▶ [Vorliegender Text]
::::::
Zähne von Säugetieren werden ständig abgerieben. Wie genau der Zahnabrieb abläuft, ist allerdings nicht bekannt. Forschende der Universität Zürich zeigen, dass die verschiedenen Bereiche der Zähne von Pflanzenfressern unterschiedlich anfällig gegen Zahnabrieb sind, und entwerfen das Szenario eines detaillierten zeitlichen Ablaufs.

„In unserer Klinik sehen wir regelmäßig Meerschweinchen und Kaninchen mit Zahnproblemen. Darum sind wir besonders daran interessiert, wie bei diesen Tieren die Zahnveränderungen funktionieren“, sagt Jean-Michel Hatt, Professor an der Klinik für Zoo-, Heim- und Wildtiere der Universität Zürich. Bekannt ist, dass die Zähne der Säugetiere ständig abgerieben werden. Wie dies genau geschieht, ist immer noch ein Rätsel. Denn eigentlich ist Zahnschmelz härter als die in der Nahrung vorkommenden Teile, die die Zähne abschleifen. Bei Pflanzenfressern sind dies vor allem die sogenannten Phytolithe oder Blattsteinchen – mikroskopische Silikateinlagerungen, die vor allem in Gräsern vorkommen. „Zahnforscher sind sich nicht einig, wie diese Blattsteinchen tatsächlich den Zahnschmelz angreifen können.“

Harte und weichere Zahngewebe

Die Zahnoberflächen von Pflanzenfressern bestehen nicht nur aus Zahnschmelz. Zwischen den Schmelzleisten befindet sich weicheres Gewebe, das Zahnbein oder Dentin. Durch die unterschiedlichen Härten entwickelt sich auf der Kaufläche der Zähne von Pferden, Rindern oder auch Meerschweinchen eine Oberfläche wie bei einer Raspel: harte Leisten ragen aus dem weicheren Gewebe hervor. „Wie dieses weichere Dentin auf abschleifende Nahrung reagiert, wurde bisher kaum angeschaut“, so Hatt. Zahnforscher interessiert meistens der Zahnschmelz.
::::::
▶ [Datenauszug]
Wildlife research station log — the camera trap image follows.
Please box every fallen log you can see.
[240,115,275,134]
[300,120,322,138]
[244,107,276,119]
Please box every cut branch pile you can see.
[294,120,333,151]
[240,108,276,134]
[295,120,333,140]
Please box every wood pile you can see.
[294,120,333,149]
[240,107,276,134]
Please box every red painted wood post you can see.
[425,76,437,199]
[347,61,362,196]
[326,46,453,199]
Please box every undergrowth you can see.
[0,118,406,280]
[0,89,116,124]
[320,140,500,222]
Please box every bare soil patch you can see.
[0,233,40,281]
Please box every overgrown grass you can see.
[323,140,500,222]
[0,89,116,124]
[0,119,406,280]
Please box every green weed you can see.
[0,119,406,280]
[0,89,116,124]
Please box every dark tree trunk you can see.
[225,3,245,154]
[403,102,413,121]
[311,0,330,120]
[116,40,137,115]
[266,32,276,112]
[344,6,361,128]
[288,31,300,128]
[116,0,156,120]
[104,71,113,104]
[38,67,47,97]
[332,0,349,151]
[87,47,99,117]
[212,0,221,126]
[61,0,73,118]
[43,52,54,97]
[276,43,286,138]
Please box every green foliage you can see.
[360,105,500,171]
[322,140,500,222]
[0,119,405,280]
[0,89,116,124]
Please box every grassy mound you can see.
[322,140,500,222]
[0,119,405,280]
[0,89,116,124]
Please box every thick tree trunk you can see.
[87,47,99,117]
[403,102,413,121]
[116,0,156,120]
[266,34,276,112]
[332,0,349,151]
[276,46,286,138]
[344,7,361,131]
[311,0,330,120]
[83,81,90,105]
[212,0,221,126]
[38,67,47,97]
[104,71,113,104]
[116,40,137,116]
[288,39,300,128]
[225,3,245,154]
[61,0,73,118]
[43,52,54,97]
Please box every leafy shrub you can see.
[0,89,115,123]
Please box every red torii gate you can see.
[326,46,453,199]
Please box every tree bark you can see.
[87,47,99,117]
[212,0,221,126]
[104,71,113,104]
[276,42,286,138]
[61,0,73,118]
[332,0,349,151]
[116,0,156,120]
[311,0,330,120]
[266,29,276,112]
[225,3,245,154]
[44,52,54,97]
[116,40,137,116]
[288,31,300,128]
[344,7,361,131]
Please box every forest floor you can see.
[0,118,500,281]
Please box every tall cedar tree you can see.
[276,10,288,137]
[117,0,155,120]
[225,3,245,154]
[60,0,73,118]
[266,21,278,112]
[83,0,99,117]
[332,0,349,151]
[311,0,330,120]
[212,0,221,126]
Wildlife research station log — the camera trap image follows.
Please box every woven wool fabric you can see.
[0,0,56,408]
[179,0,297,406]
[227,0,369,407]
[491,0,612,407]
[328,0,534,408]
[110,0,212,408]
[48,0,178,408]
::::::
▶ [Fragen zum Text]
(a) Prüfen Sie, ob die folgenden Aussagen mit dem Text über den Zahnabrieb übereinstimmen, und belegen Sie jede Antwort mit einem wörtlichen Zitat: (i) Zahnschmelz ist härter als die abschleifenden Teile in der Nahrung. (ii) Phytolithe kommen vor allem in Früchten vor. (iii) Die Reaktion des Dentins auf abschleifende Nahrung ist bereits gründlich erforscht.
(b) Schreiben Sie den Text über den Zahnabrieb im Anschluss an seinen letzten Satz weiter.
Die Auflistung stammt aus einer anderen Quelle als der Text.

▶ [Lösungen]
(a)
(i) Ja: „Denn eigentlich ist Zahnschmelz härter als die in der Nahrung vorkommenden Teile, die die Zähne abschleifen.“
(ii) Nein: „mikroskopische Silikateinlagerungen, die vor allem in Gräsern vorkommen“
(iii) Nein: „Wie dieses weichere Dentin auf abschleifende Nahrung reagiert, wurde bisher kaum angeschaut“

(b)
Jean-Michel Hatt und sein Team haben mit Forschern der Universität Mainz einen Fütterungsversuch mit Meerschweinchen durchgeführt. Sie fütterten Meerschweinchen drei Wochen lang mit drei verschiedenen Futterarten: Luzerne – die, wie Klee, keine Blattsteinchen enthält –  normales Gras und Bambus. Bambus gehört zur Gruppe von Gräsern, die am meisten Silikate enthalten. Der Effekt der Fütterung wurde mittels Mikro-Computer-Tomographie beobachtet – ein Röntgenverfahren, das 3-D-Rekonstruktionen erlaubt.

Bambus ist nichts für Pflanzenfresser

Die Ergebnisse haben die Forschenden selbst beeindruckt. „Auch ohne zu wissen, welches Tier ich gerade auf dem Bildschirm vermesse, konnte ich sagen, welches Futter es bekommen hatte“, sagt Louise Martin, Doktorandin an der Zootierklinik. „Die bambusfressenden Tiere hatten drastisch kürzere Zähne.“ Und das, obwohl bei Meerschweinchen auch die Backenzähne ständig nachwachsen. Bei genauem Hinschauen fand Martin das entscheidende Detail: Bei den kürzeren Zähnen waren die Dentin-Flächen überproportional ausgehöhlt. „Die Blattsteinchen greifen das Dentin an, und wenn die Schmelzleisten dann besonders weit hervorstehen, sind sie auch nicht mehr so stabil und werden selber abgerieben.“ Ein Effekt, den man wohl nur in einem System mit rasch wachsenden Zähnen – wie bei Nagern – und außerordentlich abschleifendem Futter wie Bambus so gut beobachten kann.

„Die meisten Leute füttern ihre Pflanzenfressern nicht mit Bambus“, so Hatt, „und unsere Ergebnisse zeigen, dass das auch gut so ist.“ Aber wie sieht es denn bei Tieren wie den Pandas aus, die ausschließlich Bambus fressen? „Die Pandabären besitzen als Angehörige der Raubtiere keine typischen Pflanzenfresser-Raspelzähne“, erklärt Jean-Michel Hatt. „Ihre Zähne sind komplett von Zahnschmelz überzogen.“

Literatur:
Martin Louise, Winkler Daniela, Tütken Thomas, Codron Daryl, De Cuyper Annelies, Hatt Jean-Michel, Clauss Marcus (2019). The way wear goes – phytolith-based wear on the dentine-enamel system in guinea pigs (Cavia porcellus). Proceedings of the Royal Society B. Doi: 10.1098/rspb.2019.1921.